TASK GOAL ▸
Copy the records from their start through the line containing "[(163, 345)]", inclusive, with the requests kept as they are. In the answers, scale every coordinate by 0.2 and round to whole numbers, halves up, and return nothing beyond those lines.
· · ·
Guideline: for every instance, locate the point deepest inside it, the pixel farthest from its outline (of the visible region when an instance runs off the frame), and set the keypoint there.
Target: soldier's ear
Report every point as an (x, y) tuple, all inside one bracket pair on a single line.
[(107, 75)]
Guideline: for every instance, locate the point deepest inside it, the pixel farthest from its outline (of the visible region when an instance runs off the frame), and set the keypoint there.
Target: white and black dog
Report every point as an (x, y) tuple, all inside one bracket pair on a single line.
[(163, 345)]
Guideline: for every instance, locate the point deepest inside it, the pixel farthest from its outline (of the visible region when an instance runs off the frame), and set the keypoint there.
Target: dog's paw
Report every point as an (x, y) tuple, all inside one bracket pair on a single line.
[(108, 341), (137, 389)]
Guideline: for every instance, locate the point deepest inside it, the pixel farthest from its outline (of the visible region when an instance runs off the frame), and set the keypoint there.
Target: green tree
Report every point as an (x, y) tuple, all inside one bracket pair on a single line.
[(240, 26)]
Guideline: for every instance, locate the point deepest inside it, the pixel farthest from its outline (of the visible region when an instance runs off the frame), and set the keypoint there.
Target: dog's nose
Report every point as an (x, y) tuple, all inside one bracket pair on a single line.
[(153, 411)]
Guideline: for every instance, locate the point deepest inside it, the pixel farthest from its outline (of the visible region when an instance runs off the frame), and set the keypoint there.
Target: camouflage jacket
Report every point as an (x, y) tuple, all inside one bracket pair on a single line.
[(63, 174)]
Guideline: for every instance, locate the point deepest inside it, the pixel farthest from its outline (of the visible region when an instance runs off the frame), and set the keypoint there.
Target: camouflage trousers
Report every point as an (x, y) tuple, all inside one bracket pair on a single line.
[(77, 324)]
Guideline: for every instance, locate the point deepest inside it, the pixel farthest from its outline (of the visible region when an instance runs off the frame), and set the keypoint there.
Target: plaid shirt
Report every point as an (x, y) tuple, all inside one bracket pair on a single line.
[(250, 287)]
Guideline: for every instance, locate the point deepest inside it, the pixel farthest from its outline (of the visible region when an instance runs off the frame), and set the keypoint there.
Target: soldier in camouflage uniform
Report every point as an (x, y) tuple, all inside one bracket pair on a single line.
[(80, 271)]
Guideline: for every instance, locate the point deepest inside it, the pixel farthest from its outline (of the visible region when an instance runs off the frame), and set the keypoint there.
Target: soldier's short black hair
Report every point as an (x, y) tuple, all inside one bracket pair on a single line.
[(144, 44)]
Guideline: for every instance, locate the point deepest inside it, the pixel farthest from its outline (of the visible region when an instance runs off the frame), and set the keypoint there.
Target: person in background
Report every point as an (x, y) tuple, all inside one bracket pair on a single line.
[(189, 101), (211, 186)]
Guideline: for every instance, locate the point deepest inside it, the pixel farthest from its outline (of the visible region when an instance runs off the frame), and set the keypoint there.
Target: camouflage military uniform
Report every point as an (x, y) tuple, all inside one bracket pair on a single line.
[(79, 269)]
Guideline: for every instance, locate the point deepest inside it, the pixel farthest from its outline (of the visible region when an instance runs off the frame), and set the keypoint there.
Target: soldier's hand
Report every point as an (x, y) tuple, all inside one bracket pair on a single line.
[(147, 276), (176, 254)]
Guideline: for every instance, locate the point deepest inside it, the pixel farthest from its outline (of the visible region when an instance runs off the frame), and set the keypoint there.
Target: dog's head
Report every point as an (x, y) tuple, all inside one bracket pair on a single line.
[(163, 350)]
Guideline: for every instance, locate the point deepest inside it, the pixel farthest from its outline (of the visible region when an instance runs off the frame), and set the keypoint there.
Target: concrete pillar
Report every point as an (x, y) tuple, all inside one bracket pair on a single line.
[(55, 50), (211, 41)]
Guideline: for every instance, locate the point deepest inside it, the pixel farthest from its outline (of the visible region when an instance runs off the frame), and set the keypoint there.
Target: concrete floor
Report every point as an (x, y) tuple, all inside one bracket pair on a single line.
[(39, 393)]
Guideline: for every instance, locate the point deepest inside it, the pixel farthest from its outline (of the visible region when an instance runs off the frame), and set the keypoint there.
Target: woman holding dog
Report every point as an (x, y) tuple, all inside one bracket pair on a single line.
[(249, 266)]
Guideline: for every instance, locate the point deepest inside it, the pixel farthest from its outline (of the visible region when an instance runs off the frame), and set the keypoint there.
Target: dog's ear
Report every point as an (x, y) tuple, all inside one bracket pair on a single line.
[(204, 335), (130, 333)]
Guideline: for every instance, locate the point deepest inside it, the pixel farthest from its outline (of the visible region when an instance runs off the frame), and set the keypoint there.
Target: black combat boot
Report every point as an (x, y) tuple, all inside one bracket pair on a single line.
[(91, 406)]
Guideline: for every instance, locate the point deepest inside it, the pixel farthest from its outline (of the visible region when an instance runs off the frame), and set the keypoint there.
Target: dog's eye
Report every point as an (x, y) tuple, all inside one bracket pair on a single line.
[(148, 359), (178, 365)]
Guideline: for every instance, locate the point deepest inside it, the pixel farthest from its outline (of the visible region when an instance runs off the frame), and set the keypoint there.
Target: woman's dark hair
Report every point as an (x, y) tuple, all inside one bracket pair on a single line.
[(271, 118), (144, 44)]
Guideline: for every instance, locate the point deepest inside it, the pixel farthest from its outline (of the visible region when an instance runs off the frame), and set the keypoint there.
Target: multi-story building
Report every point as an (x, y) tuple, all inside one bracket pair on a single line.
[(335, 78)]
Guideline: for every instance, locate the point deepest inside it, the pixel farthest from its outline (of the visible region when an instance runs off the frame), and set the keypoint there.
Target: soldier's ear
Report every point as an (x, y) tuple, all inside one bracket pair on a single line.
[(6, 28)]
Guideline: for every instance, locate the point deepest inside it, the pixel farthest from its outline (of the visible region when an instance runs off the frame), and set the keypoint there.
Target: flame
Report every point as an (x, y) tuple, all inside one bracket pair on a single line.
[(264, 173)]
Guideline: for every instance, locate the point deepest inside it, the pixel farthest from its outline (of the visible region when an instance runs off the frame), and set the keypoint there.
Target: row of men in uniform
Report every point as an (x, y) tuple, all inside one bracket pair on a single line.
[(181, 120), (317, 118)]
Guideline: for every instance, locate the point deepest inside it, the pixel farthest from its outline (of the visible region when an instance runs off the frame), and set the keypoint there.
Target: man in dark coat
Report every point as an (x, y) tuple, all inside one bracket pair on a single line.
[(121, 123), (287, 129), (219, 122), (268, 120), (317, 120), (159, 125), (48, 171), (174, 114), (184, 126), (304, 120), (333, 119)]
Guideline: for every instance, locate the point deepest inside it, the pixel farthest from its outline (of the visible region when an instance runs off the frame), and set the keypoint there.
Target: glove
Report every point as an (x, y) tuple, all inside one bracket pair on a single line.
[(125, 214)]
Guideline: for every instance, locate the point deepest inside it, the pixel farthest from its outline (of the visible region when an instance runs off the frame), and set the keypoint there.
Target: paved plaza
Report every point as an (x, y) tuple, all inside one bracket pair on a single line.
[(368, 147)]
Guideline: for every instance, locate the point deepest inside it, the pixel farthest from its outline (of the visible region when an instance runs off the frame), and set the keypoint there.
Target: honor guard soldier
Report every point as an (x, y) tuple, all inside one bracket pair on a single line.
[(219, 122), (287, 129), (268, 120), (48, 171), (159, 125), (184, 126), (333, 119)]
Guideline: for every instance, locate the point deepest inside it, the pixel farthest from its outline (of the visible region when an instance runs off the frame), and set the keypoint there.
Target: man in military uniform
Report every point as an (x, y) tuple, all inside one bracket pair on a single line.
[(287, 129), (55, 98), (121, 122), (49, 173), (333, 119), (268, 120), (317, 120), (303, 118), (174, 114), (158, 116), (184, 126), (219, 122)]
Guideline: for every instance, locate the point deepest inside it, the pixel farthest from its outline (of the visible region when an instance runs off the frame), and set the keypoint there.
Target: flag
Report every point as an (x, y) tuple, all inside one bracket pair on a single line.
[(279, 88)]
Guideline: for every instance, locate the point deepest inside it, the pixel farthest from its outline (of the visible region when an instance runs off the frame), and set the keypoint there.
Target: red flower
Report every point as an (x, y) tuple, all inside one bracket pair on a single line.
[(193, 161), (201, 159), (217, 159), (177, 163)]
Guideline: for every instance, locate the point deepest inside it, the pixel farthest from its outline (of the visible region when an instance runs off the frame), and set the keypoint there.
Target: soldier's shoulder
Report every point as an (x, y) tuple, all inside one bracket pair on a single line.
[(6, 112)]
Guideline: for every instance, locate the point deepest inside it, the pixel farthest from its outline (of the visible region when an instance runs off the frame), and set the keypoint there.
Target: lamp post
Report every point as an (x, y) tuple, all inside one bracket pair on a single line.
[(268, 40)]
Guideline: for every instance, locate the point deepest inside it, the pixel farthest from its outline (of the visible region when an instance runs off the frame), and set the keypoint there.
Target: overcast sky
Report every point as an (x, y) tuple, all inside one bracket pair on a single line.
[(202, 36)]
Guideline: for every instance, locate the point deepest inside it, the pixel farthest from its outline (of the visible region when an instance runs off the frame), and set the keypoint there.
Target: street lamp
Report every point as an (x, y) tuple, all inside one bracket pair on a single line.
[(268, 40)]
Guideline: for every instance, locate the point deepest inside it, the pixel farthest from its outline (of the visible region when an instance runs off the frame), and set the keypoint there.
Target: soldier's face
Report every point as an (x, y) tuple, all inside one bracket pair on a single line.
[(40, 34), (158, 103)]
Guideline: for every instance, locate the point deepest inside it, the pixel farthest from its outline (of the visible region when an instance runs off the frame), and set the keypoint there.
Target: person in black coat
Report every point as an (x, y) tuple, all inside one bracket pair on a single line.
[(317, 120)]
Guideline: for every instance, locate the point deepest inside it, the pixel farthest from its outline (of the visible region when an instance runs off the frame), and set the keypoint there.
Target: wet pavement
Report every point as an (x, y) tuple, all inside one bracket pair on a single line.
· · ·
EXERCISE OUTPUT ▸
Guideline: for every instance, locate the point deepest inside it, the pixel farthest from its outline (of the visible region when an instance runs off the frame), and set the keypoint there.
Target: soldier's ear
Report every point as an (x, y) tuple, all inside one bracket pair on a single line.
[(21, 15)]
Guideline: for every instance, locate the point deepest inside it, the pixel farthest from its outline (of the visible region when an instance runs off the frame), and set the keypoint there.
Target: white and black dog
Report every point as an (x, y) tuple, all inside one bracket pair on a single line.
[(33, 69)]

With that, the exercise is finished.